**Try it**
Lines before the one containing "segment bench seat, each instance" are left out; return that line and every line after it exactly, through the end of the data below.

**Record extracts**
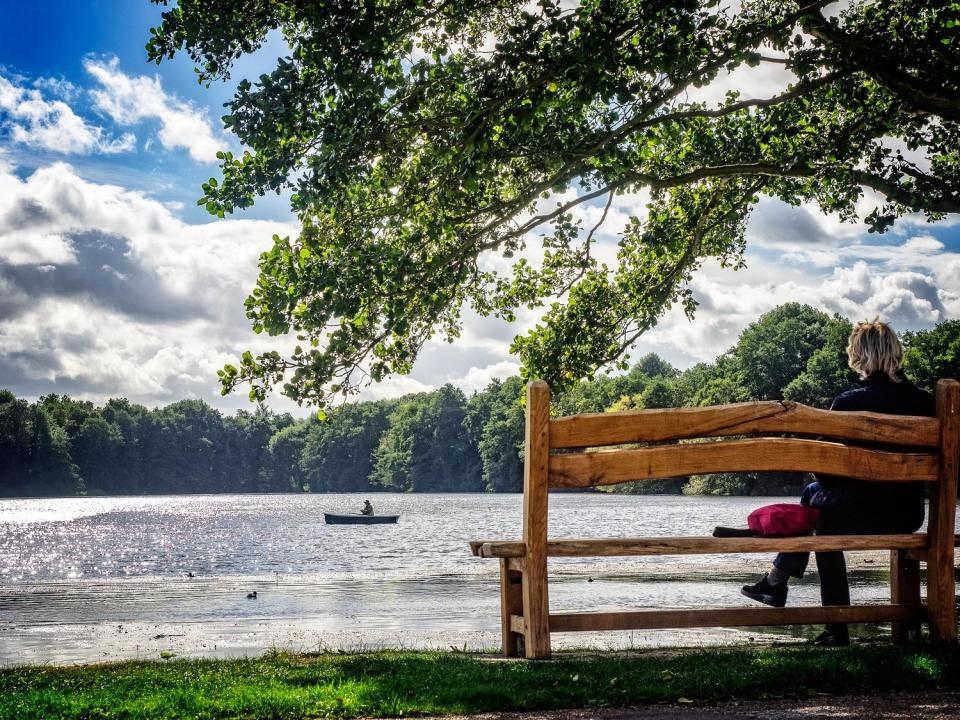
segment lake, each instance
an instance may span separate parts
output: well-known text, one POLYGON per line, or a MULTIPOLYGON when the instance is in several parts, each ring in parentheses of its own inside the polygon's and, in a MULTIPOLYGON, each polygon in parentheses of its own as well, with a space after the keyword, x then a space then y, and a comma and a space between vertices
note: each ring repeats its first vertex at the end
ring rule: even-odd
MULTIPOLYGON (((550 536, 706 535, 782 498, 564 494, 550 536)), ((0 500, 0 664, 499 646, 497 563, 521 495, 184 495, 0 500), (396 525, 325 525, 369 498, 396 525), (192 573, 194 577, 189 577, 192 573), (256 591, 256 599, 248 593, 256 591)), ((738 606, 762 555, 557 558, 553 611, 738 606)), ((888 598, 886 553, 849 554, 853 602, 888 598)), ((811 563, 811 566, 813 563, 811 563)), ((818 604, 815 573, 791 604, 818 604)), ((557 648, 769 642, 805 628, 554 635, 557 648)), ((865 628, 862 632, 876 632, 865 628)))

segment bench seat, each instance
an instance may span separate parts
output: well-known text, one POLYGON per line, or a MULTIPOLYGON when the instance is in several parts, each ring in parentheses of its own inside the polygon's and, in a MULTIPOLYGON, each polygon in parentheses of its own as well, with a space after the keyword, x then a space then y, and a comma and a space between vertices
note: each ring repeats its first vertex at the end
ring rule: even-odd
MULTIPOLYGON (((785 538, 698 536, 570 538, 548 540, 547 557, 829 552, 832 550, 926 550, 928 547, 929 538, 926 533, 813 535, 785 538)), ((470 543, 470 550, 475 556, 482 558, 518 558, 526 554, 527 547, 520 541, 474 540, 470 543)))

**Response**
segment bench seat, each instance
an instance may span separate parts
output: well-known text, one POLYGON per line, or a MULTIPOLYGON when the instance is in several parts, each ring in parentheses of its own inside the polygon's and, in a MULTIPOLYGON, each polygon in parentheses of its own as well, with a space after the keyword, x then a space then y, and a comma and a space between vertices
note: each ring repeats its first vertex at the end
ring rule: even-odd
MULTIPOLYGON (((785 538, 698 536, 570 538, 548 540, 547 557, 829 552, 832 550, 926 550, 928 547, 929 538, 926 533, 813 535, 785 538)), ((470 543, 470 550, 475 556, 482 558, 518 558, 526 554, 527 547, 520 541, 474 540, 470 543)))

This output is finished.